YOUR TASK: Of the entries below, restate word for word only the section that runs from the line with "Pick out the stadium stand" to the line with "Pick out the player", counting both ends.

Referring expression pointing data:
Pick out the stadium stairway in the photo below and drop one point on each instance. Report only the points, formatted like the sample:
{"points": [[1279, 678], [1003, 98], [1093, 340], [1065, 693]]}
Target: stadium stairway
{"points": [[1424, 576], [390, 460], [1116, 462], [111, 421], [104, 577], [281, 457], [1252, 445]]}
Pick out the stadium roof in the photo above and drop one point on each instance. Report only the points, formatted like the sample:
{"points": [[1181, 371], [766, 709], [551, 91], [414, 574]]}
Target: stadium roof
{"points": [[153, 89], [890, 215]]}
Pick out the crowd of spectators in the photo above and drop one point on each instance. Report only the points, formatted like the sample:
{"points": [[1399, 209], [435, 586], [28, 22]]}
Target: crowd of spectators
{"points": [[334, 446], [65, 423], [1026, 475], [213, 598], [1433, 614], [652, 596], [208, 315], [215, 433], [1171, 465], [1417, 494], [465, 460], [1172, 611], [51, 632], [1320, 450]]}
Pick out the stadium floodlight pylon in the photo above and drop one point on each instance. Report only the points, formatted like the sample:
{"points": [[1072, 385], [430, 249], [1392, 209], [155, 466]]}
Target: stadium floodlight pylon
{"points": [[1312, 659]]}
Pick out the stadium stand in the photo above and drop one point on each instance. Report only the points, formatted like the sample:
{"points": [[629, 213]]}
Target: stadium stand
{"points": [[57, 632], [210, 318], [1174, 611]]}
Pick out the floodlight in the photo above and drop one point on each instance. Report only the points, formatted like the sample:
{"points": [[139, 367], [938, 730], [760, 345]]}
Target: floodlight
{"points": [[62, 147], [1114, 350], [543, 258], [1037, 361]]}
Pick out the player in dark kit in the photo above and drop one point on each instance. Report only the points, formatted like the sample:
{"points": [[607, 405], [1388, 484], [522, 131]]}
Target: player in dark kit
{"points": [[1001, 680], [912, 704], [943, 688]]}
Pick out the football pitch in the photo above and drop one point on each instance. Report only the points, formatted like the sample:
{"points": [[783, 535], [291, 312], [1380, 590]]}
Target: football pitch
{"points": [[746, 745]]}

SOLUTION TO THE EXERCISE:
Pick out the stadium stand in the photo above and drop one point on each instance. Report only the points, formatted like the sample:
{"points": [[629, 213]]}
Target: stadium stand
{"points": [[57, 632], [210, 318], [1174, 611]]}
Pick out the floodlight in the photo above and drop one point on each instance. Report only the points, formatted like the sample:
{"points": [[139, 367], [938, 730], [760, 345]]}
Target: floodlight
{"points": [[62, 147], [1114, 350], [543, 258], [1037, 361]]}
Pick out the player in dark kit in the photo above and drop one point on each instance. Report only the points, formatted like the sample:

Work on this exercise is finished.